Characterization of R-pyocin activity against Gram-positive pathogens for the first time with special focus on Staphylococcus aureus

Aim: This study is aimed at characterization of both antimicrobial and anti-biofilm activity of R-pyocin from clinical Pseudomonas aeruginosa against Gram-positive pathogens including Staphylococcus aureus.

Methods and results: Pyocinogenic P. aeruginosa was detected using reverse-side method, and pyocinogeny typing was confirmed using revised-spotting method. Transmission electron microscopy (TEM) was used for morphological characterization of R-pyocin and for detection of changes in membrane of R-pyocin-treated S. aureus. SDS-PAGE analysis was used for detection of the molecular weight of R-pyocin protein-subunits and Poisson-killing-distribution assay for burst-size calculation. Lipotechoic-acid (LTA) adsorption-assay was used to confirm whether LTA in Gram-positive bacteria served as R-pyocin receptor. Moreover, R-pyocin production at 10-60°C was assessed herein. Host-range of activity of R-pyocin was tested against antimicrobial resistant (AMR) pathogens. The anti-biofilm activity of R-pyocin was detected against sensitive bacterial strains. Chemical, enzymatic, pH and thermo-stability of R-pyocin were evaluated. TEM micrographs revealed a typical morphology of myotailocins indicating the production of R-pyocin designated as RPU15. TEM revealed pores formation in S. aureus membrane, and bacteriophage-like plaques were obvious on plates of R-pyocin-treated S. aureus. R-pyocin activity was neutralized by LTA of S. aureus and Listeria monocytogenes. Pseudomonas aeruginosa PU15 produced ˜428 non-inducible R-pyocin particles. RPU15 sheath and tube protein-subunits exhibited a molecular weight of 38 and 23 kDa, respectively. RPU15 possessed activity against S. aureus, L. monocytogenes, Bacillus cereus and Candida albicans and reduced biofilm-biomasses of tested AMR strains.

Supplied material:
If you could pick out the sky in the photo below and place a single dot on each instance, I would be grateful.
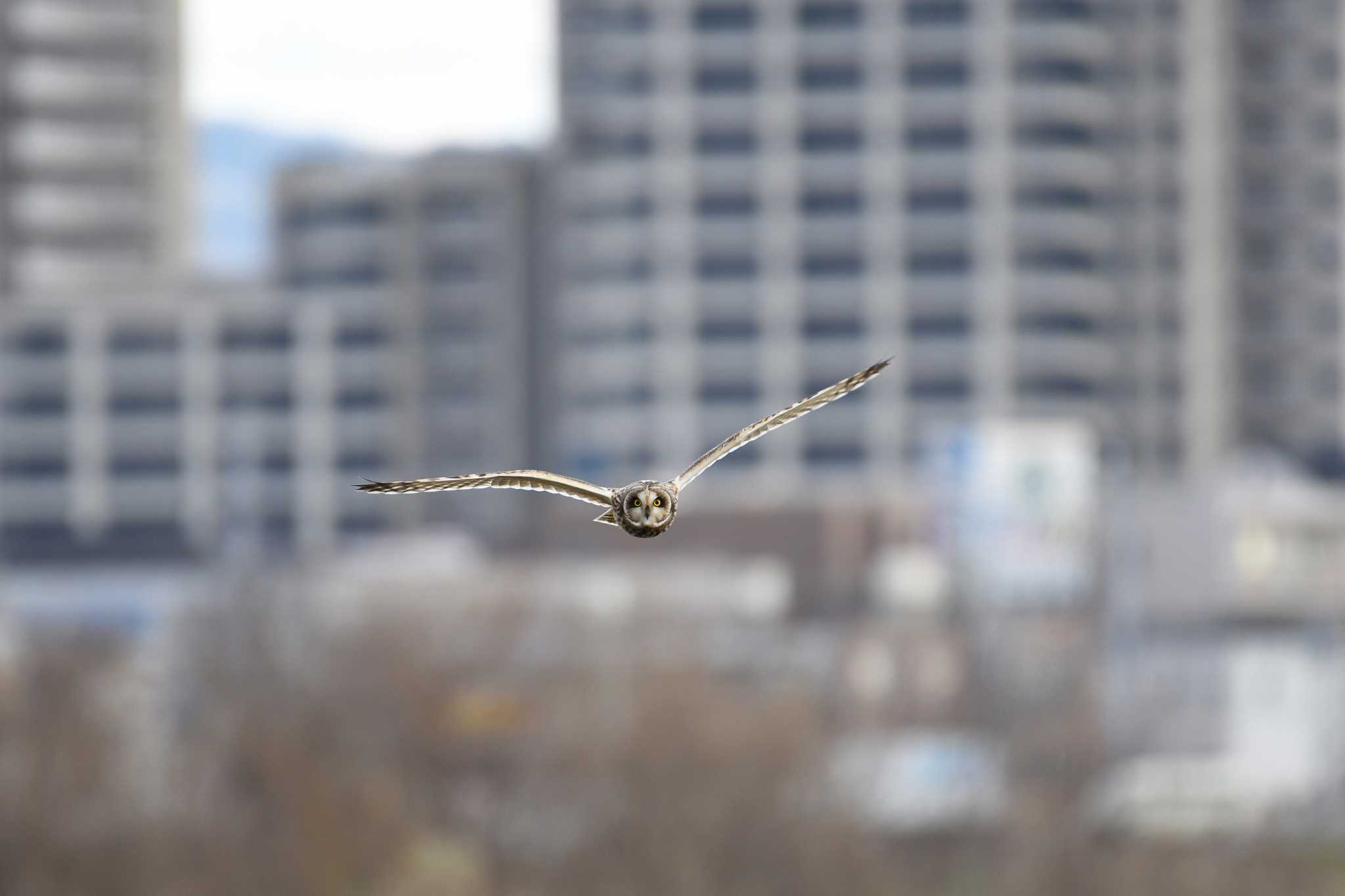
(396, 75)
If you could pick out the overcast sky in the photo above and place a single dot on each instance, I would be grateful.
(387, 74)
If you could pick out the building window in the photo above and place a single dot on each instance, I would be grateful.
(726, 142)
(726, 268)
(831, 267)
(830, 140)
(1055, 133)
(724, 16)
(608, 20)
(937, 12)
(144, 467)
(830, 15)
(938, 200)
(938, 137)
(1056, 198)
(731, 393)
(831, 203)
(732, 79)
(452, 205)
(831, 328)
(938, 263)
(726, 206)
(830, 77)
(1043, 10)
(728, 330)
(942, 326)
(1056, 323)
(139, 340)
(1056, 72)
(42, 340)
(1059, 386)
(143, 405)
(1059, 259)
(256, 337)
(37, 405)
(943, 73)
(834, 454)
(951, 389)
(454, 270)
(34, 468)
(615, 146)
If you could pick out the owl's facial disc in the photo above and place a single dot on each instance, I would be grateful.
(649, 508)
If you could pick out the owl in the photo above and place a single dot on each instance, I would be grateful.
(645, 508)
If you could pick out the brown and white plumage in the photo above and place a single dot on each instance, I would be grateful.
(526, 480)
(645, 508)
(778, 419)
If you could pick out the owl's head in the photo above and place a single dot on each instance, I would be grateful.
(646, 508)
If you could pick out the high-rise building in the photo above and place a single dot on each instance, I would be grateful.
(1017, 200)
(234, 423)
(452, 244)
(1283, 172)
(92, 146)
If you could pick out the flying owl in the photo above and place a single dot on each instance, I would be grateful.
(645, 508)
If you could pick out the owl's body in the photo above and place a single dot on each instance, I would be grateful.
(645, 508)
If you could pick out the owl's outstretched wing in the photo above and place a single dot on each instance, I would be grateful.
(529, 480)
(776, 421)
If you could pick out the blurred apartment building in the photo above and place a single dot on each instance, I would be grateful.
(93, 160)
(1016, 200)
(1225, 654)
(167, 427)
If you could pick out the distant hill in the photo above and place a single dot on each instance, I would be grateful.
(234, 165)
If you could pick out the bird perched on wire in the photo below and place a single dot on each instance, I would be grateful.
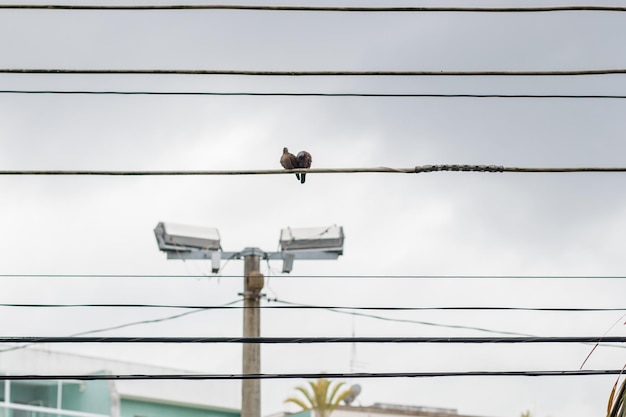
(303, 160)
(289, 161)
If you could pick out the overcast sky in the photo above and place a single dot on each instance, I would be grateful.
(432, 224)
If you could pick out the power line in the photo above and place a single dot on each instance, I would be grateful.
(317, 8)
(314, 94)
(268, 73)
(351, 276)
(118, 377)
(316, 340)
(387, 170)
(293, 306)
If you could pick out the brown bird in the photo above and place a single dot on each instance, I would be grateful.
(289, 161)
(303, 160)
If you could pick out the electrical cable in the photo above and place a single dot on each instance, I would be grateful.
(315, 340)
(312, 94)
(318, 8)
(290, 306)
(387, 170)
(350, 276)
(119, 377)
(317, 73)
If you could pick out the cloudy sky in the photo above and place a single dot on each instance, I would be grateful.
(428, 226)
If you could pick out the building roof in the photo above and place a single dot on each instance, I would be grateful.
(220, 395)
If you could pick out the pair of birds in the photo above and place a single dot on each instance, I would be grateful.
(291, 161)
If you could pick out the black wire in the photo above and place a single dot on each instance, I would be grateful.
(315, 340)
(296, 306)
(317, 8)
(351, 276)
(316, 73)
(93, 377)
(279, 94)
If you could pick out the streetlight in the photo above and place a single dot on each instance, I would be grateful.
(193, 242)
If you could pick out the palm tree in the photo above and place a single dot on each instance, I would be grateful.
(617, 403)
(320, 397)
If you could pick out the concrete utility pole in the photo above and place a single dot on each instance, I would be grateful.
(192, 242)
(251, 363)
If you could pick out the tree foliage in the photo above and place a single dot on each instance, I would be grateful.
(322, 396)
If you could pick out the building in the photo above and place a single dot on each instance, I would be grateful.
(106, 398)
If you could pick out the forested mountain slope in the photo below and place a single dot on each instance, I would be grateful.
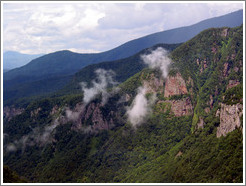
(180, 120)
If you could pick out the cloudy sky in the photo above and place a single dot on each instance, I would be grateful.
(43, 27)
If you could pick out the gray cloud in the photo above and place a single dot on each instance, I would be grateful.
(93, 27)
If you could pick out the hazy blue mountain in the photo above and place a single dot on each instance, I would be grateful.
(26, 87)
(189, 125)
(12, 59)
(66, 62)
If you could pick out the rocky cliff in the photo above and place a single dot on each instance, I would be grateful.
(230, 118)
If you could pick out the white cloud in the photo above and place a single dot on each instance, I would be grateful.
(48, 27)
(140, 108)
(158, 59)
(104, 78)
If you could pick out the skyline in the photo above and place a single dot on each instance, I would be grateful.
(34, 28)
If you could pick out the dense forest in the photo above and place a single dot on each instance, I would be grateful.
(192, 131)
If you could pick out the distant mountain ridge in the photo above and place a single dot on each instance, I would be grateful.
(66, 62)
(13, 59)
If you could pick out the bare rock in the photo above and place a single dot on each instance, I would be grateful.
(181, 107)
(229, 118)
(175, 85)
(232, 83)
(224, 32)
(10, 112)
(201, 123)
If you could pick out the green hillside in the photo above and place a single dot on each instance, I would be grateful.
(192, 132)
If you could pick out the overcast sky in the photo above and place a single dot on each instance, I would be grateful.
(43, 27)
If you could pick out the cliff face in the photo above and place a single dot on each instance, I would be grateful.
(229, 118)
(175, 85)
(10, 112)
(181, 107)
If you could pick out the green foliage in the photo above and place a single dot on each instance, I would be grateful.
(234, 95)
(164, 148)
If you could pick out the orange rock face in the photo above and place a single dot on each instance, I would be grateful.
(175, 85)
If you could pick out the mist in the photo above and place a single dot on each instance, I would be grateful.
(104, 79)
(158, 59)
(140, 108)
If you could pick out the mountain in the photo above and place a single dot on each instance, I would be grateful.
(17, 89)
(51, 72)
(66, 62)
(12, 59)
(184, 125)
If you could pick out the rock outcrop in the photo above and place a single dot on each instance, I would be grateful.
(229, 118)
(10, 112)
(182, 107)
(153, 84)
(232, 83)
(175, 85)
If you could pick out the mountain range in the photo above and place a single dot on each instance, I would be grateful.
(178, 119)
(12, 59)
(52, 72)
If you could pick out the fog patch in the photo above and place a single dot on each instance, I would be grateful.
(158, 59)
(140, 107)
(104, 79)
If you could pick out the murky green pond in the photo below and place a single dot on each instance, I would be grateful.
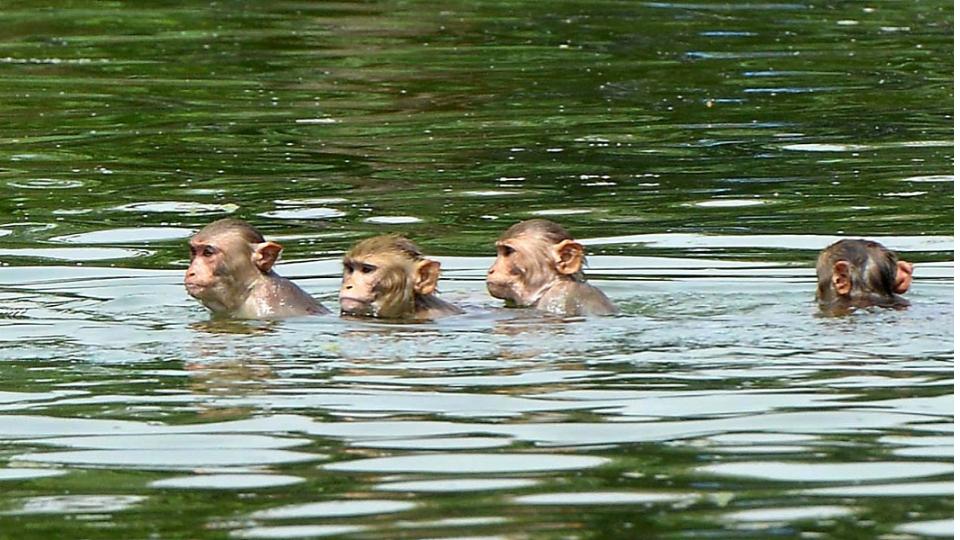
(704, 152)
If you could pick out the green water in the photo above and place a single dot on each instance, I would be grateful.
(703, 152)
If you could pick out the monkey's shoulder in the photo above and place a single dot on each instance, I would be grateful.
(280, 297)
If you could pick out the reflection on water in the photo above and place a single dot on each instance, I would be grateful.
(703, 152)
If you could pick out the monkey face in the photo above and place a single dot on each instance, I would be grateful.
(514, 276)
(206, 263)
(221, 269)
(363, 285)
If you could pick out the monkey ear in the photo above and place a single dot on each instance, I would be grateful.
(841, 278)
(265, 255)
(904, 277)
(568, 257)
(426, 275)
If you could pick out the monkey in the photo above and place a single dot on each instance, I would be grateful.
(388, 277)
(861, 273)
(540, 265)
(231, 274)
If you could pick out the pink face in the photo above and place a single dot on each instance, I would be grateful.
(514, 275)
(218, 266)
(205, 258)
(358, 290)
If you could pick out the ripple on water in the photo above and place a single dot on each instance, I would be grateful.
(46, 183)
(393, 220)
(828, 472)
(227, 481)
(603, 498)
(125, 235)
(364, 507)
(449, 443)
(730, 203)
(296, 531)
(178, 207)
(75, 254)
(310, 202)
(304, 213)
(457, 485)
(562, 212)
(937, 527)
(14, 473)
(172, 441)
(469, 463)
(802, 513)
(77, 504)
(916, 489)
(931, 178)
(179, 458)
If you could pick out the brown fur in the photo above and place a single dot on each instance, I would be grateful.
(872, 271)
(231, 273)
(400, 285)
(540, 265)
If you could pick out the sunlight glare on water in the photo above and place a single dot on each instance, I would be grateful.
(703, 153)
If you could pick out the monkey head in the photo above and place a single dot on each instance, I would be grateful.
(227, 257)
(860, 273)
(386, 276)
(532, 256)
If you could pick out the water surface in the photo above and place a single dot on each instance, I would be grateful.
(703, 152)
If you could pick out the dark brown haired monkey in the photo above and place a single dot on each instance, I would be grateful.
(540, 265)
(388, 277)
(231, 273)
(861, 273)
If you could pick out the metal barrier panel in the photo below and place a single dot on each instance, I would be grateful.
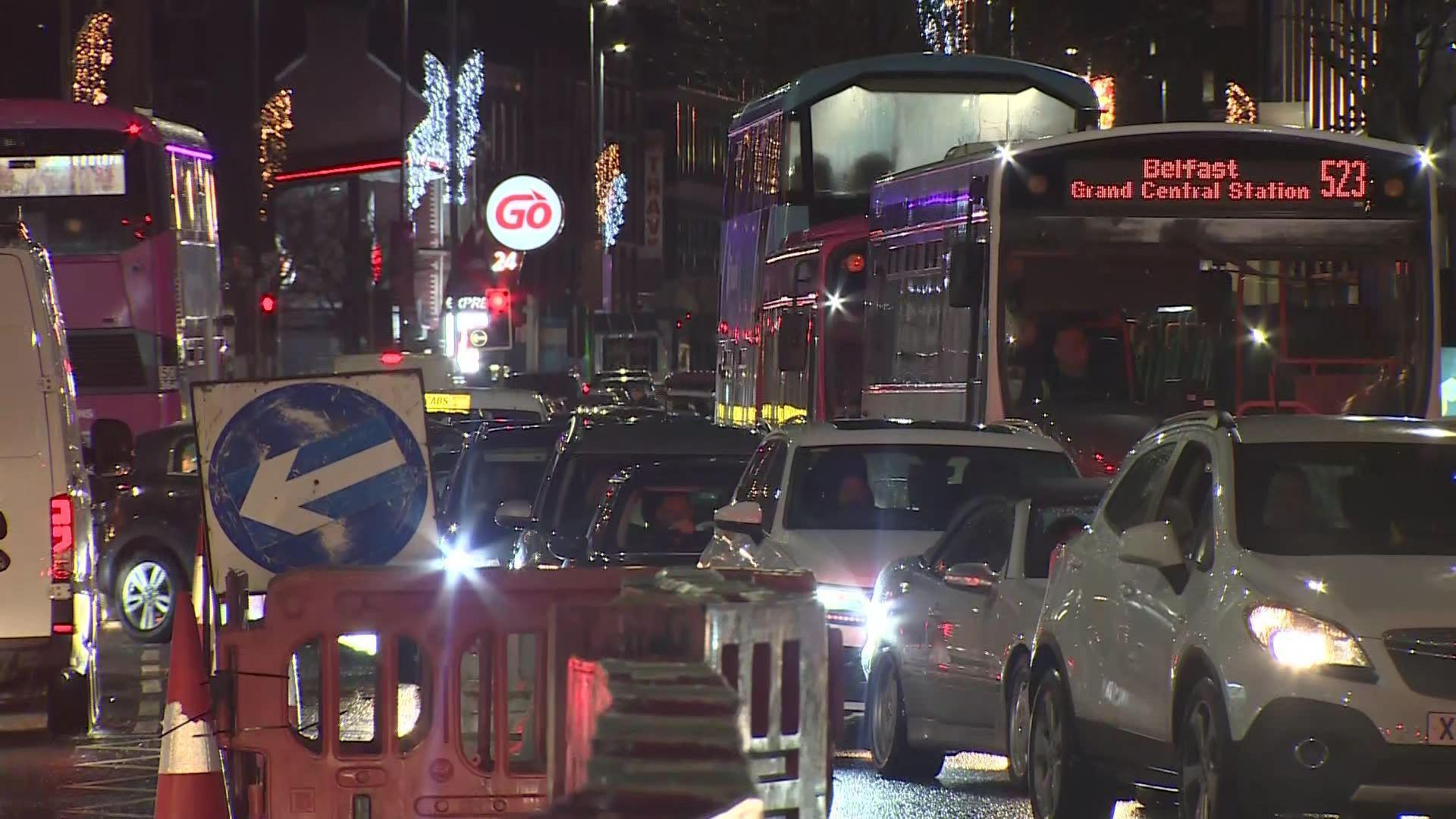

Problem A: According to the R-pyocin abstract, what molecular weights do the RPU15 sheath and tube protein subunits have?
Problem B: Carry on the R-pyocin abstract beyond its last sentence.

Expected answer A: The sheath subunit is 38 kDa and the tube subunit is 23 kDa.

Expected answer B:
Conclusion: Our results show the potential therapeutic use of R-pyocin due to its effectiveness on tested bacterial biofilms.

Significance and impact of the study: This is the first study that investigates antimicrobial and anti-biofilm activity of R-pyocin activity against S. aureus. R-pyocin shows new phenomenon of bacteriophage-like plaques. Our findings represent a future therapeutic agent targeting both methicillin-resistant and vancomycin-resistant S. aureus.